* _EXERCISE_
Every entry needs to be printed exactly, please.

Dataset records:

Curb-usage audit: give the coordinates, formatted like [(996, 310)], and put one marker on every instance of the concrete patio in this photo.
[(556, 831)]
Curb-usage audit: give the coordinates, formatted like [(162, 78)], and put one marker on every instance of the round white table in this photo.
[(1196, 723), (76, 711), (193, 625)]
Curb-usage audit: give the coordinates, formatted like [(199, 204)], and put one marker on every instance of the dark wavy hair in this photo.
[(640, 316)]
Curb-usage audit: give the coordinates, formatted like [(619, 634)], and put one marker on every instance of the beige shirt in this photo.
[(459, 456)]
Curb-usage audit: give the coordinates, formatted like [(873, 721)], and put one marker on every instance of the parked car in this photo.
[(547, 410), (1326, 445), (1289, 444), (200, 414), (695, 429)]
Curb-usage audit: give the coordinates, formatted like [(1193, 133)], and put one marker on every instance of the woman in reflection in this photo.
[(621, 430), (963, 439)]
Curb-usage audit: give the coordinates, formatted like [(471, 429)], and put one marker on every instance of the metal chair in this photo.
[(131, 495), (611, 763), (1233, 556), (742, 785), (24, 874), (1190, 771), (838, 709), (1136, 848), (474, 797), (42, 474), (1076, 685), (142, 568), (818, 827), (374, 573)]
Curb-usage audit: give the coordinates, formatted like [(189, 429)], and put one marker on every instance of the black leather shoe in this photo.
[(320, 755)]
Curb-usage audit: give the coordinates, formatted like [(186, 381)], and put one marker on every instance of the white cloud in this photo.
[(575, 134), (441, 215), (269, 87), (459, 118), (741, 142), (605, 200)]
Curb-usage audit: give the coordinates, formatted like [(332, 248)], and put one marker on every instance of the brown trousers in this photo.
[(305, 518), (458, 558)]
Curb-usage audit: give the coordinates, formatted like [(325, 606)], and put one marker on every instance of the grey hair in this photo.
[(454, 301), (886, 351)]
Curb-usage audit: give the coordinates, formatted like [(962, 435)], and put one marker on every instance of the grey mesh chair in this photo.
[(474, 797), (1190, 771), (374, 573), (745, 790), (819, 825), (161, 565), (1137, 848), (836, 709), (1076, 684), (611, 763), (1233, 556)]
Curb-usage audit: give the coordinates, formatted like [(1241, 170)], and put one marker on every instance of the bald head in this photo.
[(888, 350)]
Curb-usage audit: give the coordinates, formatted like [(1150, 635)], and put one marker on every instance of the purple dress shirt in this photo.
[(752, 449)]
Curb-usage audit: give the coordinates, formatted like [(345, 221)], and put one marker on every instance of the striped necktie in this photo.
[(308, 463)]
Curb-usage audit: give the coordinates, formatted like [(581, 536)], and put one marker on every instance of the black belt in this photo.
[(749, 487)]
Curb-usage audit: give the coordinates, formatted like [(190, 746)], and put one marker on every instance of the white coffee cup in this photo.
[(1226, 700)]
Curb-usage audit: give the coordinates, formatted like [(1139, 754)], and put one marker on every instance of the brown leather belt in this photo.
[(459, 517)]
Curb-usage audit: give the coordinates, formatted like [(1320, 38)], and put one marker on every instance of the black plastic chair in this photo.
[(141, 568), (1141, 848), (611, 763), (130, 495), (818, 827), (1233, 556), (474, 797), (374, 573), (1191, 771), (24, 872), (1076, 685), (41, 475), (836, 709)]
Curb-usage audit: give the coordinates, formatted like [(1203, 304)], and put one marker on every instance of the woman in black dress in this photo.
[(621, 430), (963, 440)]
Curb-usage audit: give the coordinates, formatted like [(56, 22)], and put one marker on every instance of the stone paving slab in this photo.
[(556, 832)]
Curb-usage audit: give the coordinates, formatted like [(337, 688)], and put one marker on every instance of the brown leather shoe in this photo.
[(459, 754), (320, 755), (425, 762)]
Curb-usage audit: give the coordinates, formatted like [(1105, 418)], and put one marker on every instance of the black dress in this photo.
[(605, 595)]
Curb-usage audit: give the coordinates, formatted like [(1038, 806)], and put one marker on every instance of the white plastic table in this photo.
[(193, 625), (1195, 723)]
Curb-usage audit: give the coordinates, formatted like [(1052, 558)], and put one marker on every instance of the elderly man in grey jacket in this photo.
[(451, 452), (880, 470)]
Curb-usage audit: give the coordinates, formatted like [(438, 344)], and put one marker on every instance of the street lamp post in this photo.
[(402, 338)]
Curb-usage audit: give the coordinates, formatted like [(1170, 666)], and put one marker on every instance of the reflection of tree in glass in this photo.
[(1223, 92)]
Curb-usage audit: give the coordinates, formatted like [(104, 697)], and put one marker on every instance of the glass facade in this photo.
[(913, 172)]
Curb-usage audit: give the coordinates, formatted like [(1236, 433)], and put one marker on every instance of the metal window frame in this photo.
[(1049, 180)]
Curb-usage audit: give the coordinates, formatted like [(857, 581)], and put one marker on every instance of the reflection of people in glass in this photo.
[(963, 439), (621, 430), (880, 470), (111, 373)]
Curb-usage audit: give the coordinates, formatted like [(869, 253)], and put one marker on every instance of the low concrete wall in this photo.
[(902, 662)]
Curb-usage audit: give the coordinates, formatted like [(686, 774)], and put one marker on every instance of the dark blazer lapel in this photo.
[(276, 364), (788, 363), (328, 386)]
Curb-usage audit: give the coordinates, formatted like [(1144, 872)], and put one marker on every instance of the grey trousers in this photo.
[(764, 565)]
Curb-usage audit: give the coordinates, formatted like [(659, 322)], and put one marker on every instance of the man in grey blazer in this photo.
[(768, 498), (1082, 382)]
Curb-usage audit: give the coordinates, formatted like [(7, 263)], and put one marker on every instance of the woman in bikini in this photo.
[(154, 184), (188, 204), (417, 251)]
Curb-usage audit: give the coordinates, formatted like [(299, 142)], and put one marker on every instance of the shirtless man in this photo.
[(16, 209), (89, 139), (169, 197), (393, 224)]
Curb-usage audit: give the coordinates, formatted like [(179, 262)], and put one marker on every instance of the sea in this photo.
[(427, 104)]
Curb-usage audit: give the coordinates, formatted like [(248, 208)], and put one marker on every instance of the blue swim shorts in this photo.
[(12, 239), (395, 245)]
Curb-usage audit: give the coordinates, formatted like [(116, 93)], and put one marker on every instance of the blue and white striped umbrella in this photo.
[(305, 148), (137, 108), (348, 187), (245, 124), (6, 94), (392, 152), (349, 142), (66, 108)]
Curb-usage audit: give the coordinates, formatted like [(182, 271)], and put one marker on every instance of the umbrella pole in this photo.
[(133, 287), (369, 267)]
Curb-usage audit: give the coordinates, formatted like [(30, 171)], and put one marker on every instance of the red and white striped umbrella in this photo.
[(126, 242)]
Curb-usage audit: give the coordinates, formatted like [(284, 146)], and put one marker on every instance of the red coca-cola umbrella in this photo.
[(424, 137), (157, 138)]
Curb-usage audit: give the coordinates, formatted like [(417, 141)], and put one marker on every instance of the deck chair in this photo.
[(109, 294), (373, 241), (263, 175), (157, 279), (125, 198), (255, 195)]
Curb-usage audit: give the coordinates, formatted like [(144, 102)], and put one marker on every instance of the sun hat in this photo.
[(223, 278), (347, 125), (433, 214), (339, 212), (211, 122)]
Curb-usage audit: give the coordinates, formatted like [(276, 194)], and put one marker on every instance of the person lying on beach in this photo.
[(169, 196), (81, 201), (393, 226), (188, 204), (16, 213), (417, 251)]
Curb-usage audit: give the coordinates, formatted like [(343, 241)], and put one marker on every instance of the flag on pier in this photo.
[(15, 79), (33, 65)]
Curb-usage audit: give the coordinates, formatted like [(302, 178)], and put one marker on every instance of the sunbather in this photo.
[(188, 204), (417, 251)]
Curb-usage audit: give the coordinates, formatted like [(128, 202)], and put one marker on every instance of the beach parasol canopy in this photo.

* _WRITTEN REPLY_
Curb-usage audit: give the coordinates, formatted like [(996, 310)], and put one marker on every instance of the concrete patio in this photo.
[(556, 831)]
Curb-usage audit: give the coordinates, formatted like [(162, 78)], and put one marker on every instance of the round white table in this photo.
[(1196, 723), (76, 711), (193, 625)]
Curb-usage audit: give the coordinates, formatted like [(199, 204)], and put one marker on every instance of the dark wavy hair in this photo.
[(640, 316)]
Curb-usage audit: give the coordinates, formatted like [(619, 634)], and put one marker on every instance of the beige shirt in this photo.
[(459, 456)]
Curb-usage audit: give the coordinates, formatted like [(873, 721)], and put one marker on every instance of the parked car in this photo.
[(547, 410), (1326, 445), (1289, 444), (200, 414), (695, 429)]
Curb-usage audit: give the coordinates, formatted like [(1193, 133)], and put one marker on every instance of the woman in reflection in this photo.
[(621, 430), (963, 439)]
Curb-usage audit: give the coordinates, formatted like [(471, 429)], and put one marker on every instance of the metal chair in this photo.
[(131, 495), (611, 763), (1233, 556), (742, 785), (24, 874), (1190, 771), (838, 709), (1136, 848), (474, 797), (42, 474), (1076, 685), (142, 568), (818, 827), (374, 573)]
Curb-usage audit: give the coordinates, formatted like [(189, 429)], and put one marker on every instance of the black leather shoe in this photo.
[(320, 755)]
Curb-usage audit: give the coordinates, formatted like [(186, 381)], and put one marker on every instance of the white cloud in this photo.
[(575, 134), (441, 215), (269, 87), (459, 118), (741, 142), (605, 200)]
Curb-usage audit: give the coordinates, formatted like [(332, 248)], and put one marker on every instance of the brown trousers in this photo.
[(305, 518), (458, 558)]
Curb-usage audit: give the coordinates, formatted like [(325, 606)], and put one marker on every instance of the grey hair in this photo.
[(454, 301), (886, 351)]
Curb-usage audit: give the coordinates, formatted like [(962, 435)], and put one marker on every instance of the grey mesh chair in this photo.
[(474, 797), (1190, 771), (374, 573), (745, 790), (819, 825), (161, 565), (1137, 848), (836, 709), (1076, 684), (611, 763), (1233, 556)]
Curb-usage audit: give the coordinates, formatted like [(1241, 170)], and put one marker on every instance of the bald head in this photo.
[(888, 350)]
Curb-usage audit: give the coordinates, formatted like [(1150, 635)], and put one marker on every instance of the purple dress shirt in this photo.
[(752, 449)]
Curb-usage audit: give the coordinates, formatted like [(345, 221)], and put one marker on every instance of the striped necktie in this photo.
[(308, 463)]
Curb-usage audit: give the coordinates, formatted like [(581, 536)], and put one marker on every instance of the black belt in this photo.
[(749, 487)]
Curb-usage audit: give the coordinates, formatted like [(190, 746)], and put one marker on every instance of the white coffee cup in this photo.
[(1226, 700)]
Curb-usage audit: give the coordinates, formatted like [(1139, 754)], and put one marker on every instance of the brown leather belt in this photo.
[(459, 517)]
Curb-usage audit: give the coordinates, formatted like [(1320, 38)], and put one marker on every instance of the black plastic chair in this photo.
[(141, 568), (1141, 848), (611, 763), (130, 495), (818, 827), (1233, 556), (474, 797), (374, 573), (1191, 771), (24, 872), (1076, 685), (41, 475), (836, 709)]
Curb-usage audit: give the coordinates, formatted like [(1203, 304)], and put one marker on every instance of the woman in black dress in this photo.
[(621, 430), (963, 440)]
Curb-usage audit: give the coordinates, formatted like [(56, 22)], and put one marker on every instance of the stone paving slab in this photo.
[(556, 832)]
Curb-usage audit: give the coordinates, formatted like [(337, 688)], and put one marker on every instance of the brown leather shoe in this photo.
[(459, 754), (320, 755), (425, 762)]
Curb-usage audit: give the coordinates, formatted like [(1105, 418)], and put one marker on every instance of the black dress in this photo.
[(605, 595)]
Curb-usage audit: give the coordinates, formatted like [(1038, 806)], and put one marker on every instance of the white plastic table in this photo.
[(193, 625), (1195, 723)]
Curb-usage audit: give the coordinates, formatted like [(1052, 558)], and put one marker on every instance of the elderly man in grey jacket in this photo.
[(451, 452), (880, 470)]
Curb-usage audit: give the coordinates, formatted like [(438, 344)], and put one marker on every instance of the street lamp post in this photo.
[(402, 338)]
Curb-usage audit: give the coordinates, formatted like [(1170, 666)], and put one marker on every instance of the reflection of tree in glass in this photo.
[(1223, 92)]
Curb-usage audit: give the coordinates, formatted like [(104, 697)], and put one marker on every instance of the glass facade in this photo.
[(913, 172)]
Curb-usage audit: give the coordinates, formatted like [(1236, 433)], and put one marker on every instance of the metal window frame in this photo.
[(1049, 180)]
Curb-usage audit: give the coordinates, formatted like [(857, 581)], and put one marker on every instance of the reflection of people in glass in this photo.
[(963, 439), (621, 430), (880, 470), (111, 373)]
Curb-usage audit: give the coordinates, formatted like [(869, 253)], and put one marker on every instance of the low concrete wall in this photo.
[(902, 662)]
Curb-usage audit: give the coordinates, formatted like [(686, 774)], and put one marker on every instance of the dark blazer lapel in this photo.
[(276, 364), (788, 363), (328, 386)]
Curb-usage audit: give the coordinates, formatted like [(1144, 872)], and put one marker on every instance of the grey trousers in this photo.
[(764, 565)]
Curb-usage audit: give the coordinates, formatted like [(659, 322)], and put one marker on every instance of the man in grey blazer in this photo.
[(768, 498), (1082, 382)]
Curb-usage audit: give the coordinates, formatted like [(7, 263)], and put one marker on every instance of the woman in bikini in this photo.
[(154, 184), (188, 204), (417, 251)]
Curb-usage audit: give the coordinates, formatted like [(299, 142)], and put one marker on every instance of the shirtless man in this photo.
[(16, 209), (89, 139), (169, 197), (393, 224)]
Curb-usage audit: give the coordinates, formatted like [(179, 262)], and put one marker on every instance of the sea in this photo.
[(427, 104)]
Curb-usage audit: give the coordinates, formatted like [(248, 208)], and put one marker on every instance of the blue swim shorts in this photo.
[(12, 239), (395, 245)]
Curb-usage audit: give the coordinates, formatted like [(116, 93)], and put one marker on every instance of the blue and white striped umbrella in this photo.
[(305, 148), (137, 108), (348, 187), (245, 124), (6, 94), (392, 152), (349, 142), (66, 108)]
Curb-usage audit: give the coordinates, formatted like [(182, 271)], and put one marker on every instance of the umbrella pole in this photo.
[(133, 287), (369, 267)]
Curb-usage audit: give the coordinates, formatted like [(30, 171)], and put one marker on every instance of the red and white striped umbrella in this photo.
[(126, 242)]
Curb-usage audit: give the coordinates, formatted like [(284, 146)], and put one marker on every instance of the red coca-cola umbrella in this photo.
[(424, 137), (157, 138)]
Curb-usage audit: give the coordinates, formatted like [(417, 141)], and put one marker on every instance of the deck chair in this photo.
[(109, 294), (373, 241), (263, 175), (157, 279), (125, 198), (255, 195)]
Curb-usage audit: give the coordinates, formatted like [(144, 102)], and put one marker on every instance of the sun hat in this photo.
[(223, 278), (347, 125), (433, 214), (339, 212), (211, 122)]
Curb-usage audit: give the coordinates, formatted like [(276, 194)], and put one marker on every instance of the person lying on beach in this photo.
[(169, 196), (81, 201), (393, 226), (188, 204), (16, 213), (417, 251)]
Curb-usage audit: give the coordinates, formatted like [(343, 241)], and put one marker on every instance of the flag on pier in this photo.
[(15, 79), (33, 65)]
Curb-usage audit: give the coordinates, formatted like [(302, 178)], and put one marker on every instance of the sunbather in this photo.
[(188, 204), (417, 251)]
Curb-usage audit: give the coordinates, formatted like [(128, 202)], and put one marker on every instance of the beach parasol canopy in this photo.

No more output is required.